STATED TASK
Please extract every line of the data below and reproduce each one word for word.

Collected data:
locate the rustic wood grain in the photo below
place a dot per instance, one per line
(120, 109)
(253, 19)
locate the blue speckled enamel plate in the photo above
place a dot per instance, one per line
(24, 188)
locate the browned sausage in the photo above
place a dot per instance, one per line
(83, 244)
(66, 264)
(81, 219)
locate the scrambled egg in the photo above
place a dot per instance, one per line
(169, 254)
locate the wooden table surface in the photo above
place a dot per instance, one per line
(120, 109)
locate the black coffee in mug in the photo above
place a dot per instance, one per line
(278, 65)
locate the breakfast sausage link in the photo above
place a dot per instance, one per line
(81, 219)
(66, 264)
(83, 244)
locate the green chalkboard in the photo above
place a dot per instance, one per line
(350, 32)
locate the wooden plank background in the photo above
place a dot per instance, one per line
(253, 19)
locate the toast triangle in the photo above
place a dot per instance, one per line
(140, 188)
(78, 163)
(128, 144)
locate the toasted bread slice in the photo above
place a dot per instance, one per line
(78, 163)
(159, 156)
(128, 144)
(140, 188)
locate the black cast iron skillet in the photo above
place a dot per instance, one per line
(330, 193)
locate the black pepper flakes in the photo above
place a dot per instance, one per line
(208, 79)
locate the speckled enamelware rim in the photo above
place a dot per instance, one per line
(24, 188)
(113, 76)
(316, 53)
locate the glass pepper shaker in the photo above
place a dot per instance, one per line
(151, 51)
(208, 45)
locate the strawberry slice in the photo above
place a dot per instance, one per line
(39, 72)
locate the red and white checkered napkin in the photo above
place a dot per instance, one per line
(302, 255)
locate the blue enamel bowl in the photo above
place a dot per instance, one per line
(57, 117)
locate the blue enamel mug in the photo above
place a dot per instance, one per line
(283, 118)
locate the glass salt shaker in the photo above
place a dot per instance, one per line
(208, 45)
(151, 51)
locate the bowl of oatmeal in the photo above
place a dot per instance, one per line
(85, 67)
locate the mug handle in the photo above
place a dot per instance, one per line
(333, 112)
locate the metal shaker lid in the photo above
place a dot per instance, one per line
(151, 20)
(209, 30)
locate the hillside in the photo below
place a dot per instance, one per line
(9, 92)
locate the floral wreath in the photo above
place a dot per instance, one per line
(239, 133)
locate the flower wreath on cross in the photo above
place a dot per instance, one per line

SOLUTION TO THIS TASK
locate the rustic wood grain in the photo below
place a dot per instance, one per line
(120, 109)
(253, 19)
locate the blue speckled enamel plate in the photo above
place a dot per instance, one per line
(24, 188)
locate the browned sausage in the photo above
place a dot per instance, one per line
(83, 244)
(66, 264)
(81, 219)
locate the scrambled egg in the photo above
place a dot per instance, one per line
(169, 254)
locate the wooden table surface in the photo above
place a dot per instance, one per line
(120, 109)
locate the black coffee in mug in the photo above
place a dot per instance, one per line
(278, 65)
locate the breakfast sausage link in the photo above
place a dot per instance, one per line
(81, 219)
(66, 264)
(83, 244)
locate the green chalkboard in the photo above
place a dot per instance, one per line
(350, 32)
locate the wooden plank background in the photo above
place a dot per instance, one per line
(253, 19)
locate the toast triangle in the photo above
place a dot per instance, one per line
(140, 188)
(78, 163)
(128, 144)
locate the toasted bread slice in the photo above
place a dot per instance, one per line
(78, 163)
(159, 156)
(128, 144)
(140, 188)
locate the black cast iron skillet in the photo above
place a dot per instance, one per line
(330, 193)
locate the black pepper flakes in the photo above
place a dot per instance, one per line
(208, 79)
locate the speckled enamelware rim in the photo above
place a dot per instance, one per line
(24, 188)
(113, 76)
(316, 53)
locate the glass pepper shaker in the photo above
place a dot per instance, one per line
(151, 51)
(208, 45)
locate the strawberry slice in the photo above
place a dot per instance, one per line
(39, 72)
locate the red and white checkered napkin in the photo above
place a dot per instance, one per line
(302, 255)
locate the blue enamel bowl in the photo above
place a dot per instance, one per line
(57, 117)
locate the blue enamel mug in the photo above
place a dot per instance, one per line
(283, 118)
locate the glass salt shaker in the photo above
place a dot per instance, one per line
(208, 45)
(151, 51)
locate the bowl of oatmeal in the photo above
place a dot per instance, one per line
(85, 67)
locate the mug handle in the photo above
place a dot per instance, one per line
(333, 112)
locate the metal shaker lid in the photo above
place a dot per instance, one per line
(151, 20)
(209, 30)
locate the hillside in the photo below
place a dot per instance, one per line
(9, 92)
locate the floral wreath in the photo above
place a dot per instance, one per line
(239, 133)
locate the flower wreath on cross in the photo above
place a dot per instance, one per line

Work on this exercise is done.